━━━ EXTRAIT À LIRE

Actu-juridique : Avocate au barreau de Seine-Saint-Denis, vous êtes aujourd’hui magistrate. Comment avez-vous changé de carrière ?

Pascale Hayem : J’ai toujours voulu être avocate, et je le suis devenue en 1994. Je me suis spécialisée en droit de la famille et du travail. J’ai exercé comme avocate collaboratrice à Bobigny de 1994 à 2006, puis je me suis installée à Paris. Mon cabinet tournait bien mais, au bout de quelques temps, j’ai eu l’impression de faire plus d’administratif que de droit. Enseignante à l’école d’avocat, j’ai un jour fait passer le CRFPA dans une commission au sein de laquelle je siégeais avec un professeur d’université et une magistrate. Celle-ci ma expliqué qu’elle était une ancienne avocate, devenue magistrat par le biais de l’intégration directe. Des années plus tard, en rentrant de vacances, j’y ai repensé et j’ai eu envie de l’imiter.

AJ : En quoi consiste l’intégration directe ?

P.H. : C’est une procédure qui permet de rejoindre la magistrature après une précédente carrière. Des enseignants, des policiers, des greffiers peuvent s’y présenter, mais aussi des personnes venant du privé. La seule condition à remplir est d’avoir fait du droit et d’avoir derrière soi un certain nombre d’années de pratique professionnelle. Entre dix et quinze personnes sont admises par cette voie chaque année. C’est peu, au vu du nombre de candidatures. Les candidats envoient dans un premier temps un dossier constitué de leurs diplômes, de leurs déclarations d’impôts – demandées afin d’écarter ceux qui se recycleraient dans la magistrature pour des raisons financières – et quelques attestations professionnelles. Vient ensuite l’étape des entretiens, menés d’abord par un juge du siège de second grade et un substitut du procureur, et dans un deuxième temps par un vice-président et un vice-procureur. J’ai eu la chance de rencontrer en sus un juge antiterroriste, qui m’a permis de découvrir une aile du palais de justice que je ne connaissais pas du tout. Une enquête de voisinage est également menée, et, pour les avocats, le bâtonnier doit remettre une attestation certifiant que le candidat est à jour de ses cotisations. Quand on a passé toutes ces étapes, arrive le stage probatoire. À ce stade, j’ai vendu mon cabinet pour ne pas courir deux lièvres à la fois. Je voulais m’investir totalement.

━━━━━━

* SÉRIE DE TÂCHES:
a: Comptez les lignes des entrées qui contiennent la chaîne "query", puis donnez uniquement ce nombre.
b: Poursuivez l'entretien sur l'intégration directe dans la magistrature à partir de sa dernière phrase.

━━━ EXTRAITS DE DONNÉES

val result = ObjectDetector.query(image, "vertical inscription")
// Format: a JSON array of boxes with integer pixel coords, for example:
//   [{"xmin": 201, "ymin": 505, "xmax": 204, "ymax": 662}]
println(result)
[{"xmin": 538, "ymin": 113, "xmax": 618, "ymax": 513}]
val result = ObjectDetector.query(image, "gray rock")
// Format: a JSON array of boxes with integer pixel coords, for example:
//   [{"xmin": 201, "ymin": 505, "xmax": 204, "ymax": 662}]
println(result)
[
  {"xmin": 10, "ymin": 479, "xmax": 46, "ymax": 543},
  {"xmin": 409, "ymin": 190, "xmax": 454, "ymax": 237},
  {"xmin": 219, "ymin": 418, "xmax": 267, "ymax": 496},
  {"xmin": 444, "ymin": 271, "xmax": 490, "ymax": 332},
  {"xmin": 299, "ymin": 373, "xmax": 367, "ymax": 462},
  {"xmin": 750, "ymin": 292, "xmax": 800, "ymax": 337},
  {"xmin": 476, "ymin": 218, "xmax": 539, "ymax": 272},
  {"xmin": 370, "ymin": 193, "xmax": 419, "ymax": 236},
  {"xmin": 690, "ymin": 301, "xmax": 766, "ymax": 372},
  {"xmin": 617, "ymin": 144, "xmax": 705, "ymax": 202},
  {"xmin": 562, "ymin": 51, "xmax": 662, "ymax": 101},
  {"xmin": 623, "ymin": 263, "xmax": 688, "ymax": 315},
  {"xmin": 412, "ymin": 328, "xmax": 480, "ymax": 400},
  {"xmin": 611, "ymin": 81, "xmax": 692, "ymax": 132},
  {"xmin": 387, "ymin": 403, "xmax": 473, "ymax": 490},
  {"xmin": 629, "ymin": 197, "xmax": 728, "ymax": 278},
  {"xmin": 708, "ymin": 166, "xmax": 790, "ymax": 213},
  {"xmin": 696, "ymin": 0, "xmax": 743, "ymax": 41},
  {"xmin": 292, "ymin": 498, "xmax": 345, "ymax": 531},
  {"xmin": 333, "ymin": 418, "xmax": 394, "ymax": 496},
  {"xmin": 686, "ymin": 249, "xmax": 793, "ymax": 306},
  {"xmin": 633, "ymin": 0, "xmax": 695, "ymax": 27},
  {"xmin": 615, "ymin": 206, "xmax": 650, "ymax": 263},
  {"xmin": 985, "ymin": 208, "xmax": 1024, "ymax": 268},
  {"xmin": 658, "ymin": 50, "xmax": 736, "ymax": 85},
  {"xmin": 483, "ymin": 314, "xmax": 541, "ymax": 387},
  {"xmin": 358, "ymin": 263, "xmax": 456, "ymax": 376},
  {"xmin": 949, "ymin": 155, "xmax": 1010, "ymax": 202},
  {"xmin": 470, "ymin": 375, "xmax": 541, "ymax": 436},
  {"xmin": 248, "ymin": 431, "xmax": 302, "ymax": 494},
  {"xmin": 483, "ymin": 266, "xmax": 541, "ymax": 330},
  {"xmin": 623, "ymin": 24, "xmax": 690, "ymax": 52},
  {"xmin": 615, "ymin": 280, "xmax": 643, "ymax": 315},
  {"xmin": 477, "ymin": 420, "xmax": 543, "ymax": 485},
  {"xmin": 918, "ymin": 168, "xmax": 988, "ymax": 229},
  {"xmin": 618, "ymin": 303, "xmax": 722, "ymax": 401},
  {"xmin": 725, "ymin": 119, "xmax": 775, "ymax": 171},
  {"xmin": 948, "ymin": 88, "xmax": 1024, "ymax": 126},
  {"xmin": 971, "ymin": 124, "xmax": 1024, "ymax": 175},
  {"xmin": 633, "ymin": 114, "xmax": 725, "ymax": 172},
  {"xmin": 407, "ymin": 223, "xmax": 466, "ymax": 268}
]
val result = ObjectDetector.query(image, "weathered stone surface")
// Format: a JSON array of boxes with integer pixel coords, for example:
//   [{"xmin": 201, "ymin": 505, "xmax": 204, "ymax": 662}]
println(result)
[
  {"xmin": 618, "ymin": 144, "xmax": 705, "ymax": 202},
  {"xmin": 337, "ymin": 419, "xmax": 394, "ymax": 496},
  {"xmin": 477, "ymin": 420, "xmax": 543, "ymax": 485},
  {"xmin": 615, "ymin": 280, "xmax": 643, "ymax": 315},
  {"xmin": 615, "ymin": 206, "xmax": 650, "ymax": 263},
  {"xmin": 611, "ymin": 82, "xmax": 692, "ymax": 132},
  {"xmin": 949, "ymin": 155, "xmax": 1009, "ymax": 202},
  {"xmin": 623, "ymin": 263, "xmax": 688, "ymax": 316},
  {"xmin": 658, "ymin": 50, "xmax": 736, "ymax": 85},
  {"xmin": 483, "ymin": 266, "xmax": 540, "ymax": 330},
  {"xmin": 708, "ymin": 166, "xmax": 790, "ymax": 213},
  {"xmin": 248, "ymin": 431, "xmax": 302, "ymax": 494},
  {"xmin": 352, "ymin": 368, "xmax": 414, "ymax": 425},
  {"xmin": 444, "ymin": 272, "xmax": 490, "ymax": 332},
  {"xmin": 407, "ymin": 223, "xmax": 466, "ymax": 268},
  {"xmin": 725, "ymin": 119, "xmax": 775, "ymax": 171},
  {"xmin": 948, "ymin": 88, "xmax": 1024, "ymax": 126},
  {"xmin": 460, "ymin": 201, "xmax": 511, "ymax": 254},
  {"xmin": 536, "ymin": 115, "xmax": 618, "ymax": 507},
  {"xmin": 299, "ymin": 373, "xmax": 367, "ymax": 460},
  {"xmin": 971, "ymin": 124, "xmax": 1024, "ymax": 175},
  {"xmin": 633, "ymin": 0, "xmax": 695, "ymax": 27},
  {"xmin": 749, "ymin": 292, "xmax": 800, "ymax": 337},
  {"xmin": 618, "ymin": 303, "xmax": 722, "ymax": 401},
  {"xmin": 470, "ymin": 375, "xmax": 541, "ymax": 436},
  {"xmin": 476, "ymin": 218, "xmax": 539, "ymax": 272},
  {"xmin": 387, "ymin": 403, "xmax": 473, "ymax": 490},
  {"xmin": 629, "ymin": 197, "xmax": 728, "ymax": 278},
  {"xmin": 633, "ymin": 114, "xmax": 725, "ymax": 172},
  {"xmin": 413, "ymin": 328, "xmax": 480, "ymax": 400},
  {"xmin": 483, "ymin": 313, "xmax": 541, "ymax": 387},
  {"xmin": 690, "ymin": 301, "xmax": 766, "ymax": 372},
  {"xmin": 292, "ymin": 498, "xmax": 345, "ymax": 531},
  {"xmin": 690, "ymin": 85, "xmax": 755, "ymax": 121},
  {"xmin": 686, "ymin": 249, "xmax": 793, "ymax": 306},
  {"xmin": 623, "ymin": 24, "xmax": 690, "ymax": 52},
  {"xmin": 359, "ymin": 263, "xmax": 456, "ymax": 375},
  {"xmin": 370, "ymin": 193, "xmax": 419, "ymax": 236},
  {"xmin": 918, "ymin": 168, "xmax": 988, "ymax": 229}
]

━━━━━━

* RÉPONSES:
a: 3

b:
AJ : Comment s’est passé cette première expérience comme magistrat ?

P.H. : Aujourd’hui, les candidats à l’intégration ont un mois de formation à l’ENM de Bordeaux et un an de stage. Lorsque je l’étais, en 2011, on effectuait encore qu’une semaine de formation et six mois de stage. J’ai atterri à Fontainebleau mais comme c’est un petit tribunal, certaines activités avaient lieu à Melun. Après avoir rejoint la magistrature, j’ai été juge aux affaires familiales pendant cinq ans à Troyes puis à Meaux et j’ai adoré cela. C’est beaucoup de travail mais c’est passionnant. J’aurais volontiers continué à Bobigny mais le président a estimé préférable de me mettre dans une matière moins sensible, car je connaissais encore beaucoup d’avocats du barreau de Seine-Saint-Denis du fait de ma première vie professionnelle.

AJ : Quelles fonctions exercez-vous aujourd’hui ?

P.H. : Je suis aujourd’hui vice-présidente et j’exerce la fonction de juge liquidateur à la première chambre du tribunal judiciaire de Bobigny. Je connaissais peu ces fonctions en arrivant à mon poste, j’ai beaucoup travaillé et j’ai été aidée par mes collègues. Je liquide tous les patrimoines : les indivisions conventionnelles, les indivisions post-régimes matrimoniaux, concubinage ou les pacs, les patrimoines de succession. J’ai également un rôle de plus en plus important de juge des tutelles des mineurs. Ceci est logique, car en tutelle des mineurs, on s’occupe du patrimoine des enfants. On est pour cela en rapport régulier avec les notaires. Dans mon domaine, la procédure est essentiellement écrite. On voit donc peu les gens. La fonction me plaît néanmoins pour sa technicité. C’est intéressant d’essayer de trouver la meilleure solution pour que les gens avancent dans leur liquidation. Je ne pense toutefois pas faire cela des années. J’envisage pour septembre 2022 de demander ma mutation comme juge des enfants ou comme juge de la liberté et de la détention (JLD). J’ai découvert cette fonction en étant vice-président, je devais tenir des audiences de JLD pendant les week-end et les vacations. Moi qui suis plutôt civiliste, je ne connaissais pas cette matière, et j’aimerais beaucoup l’approfondir.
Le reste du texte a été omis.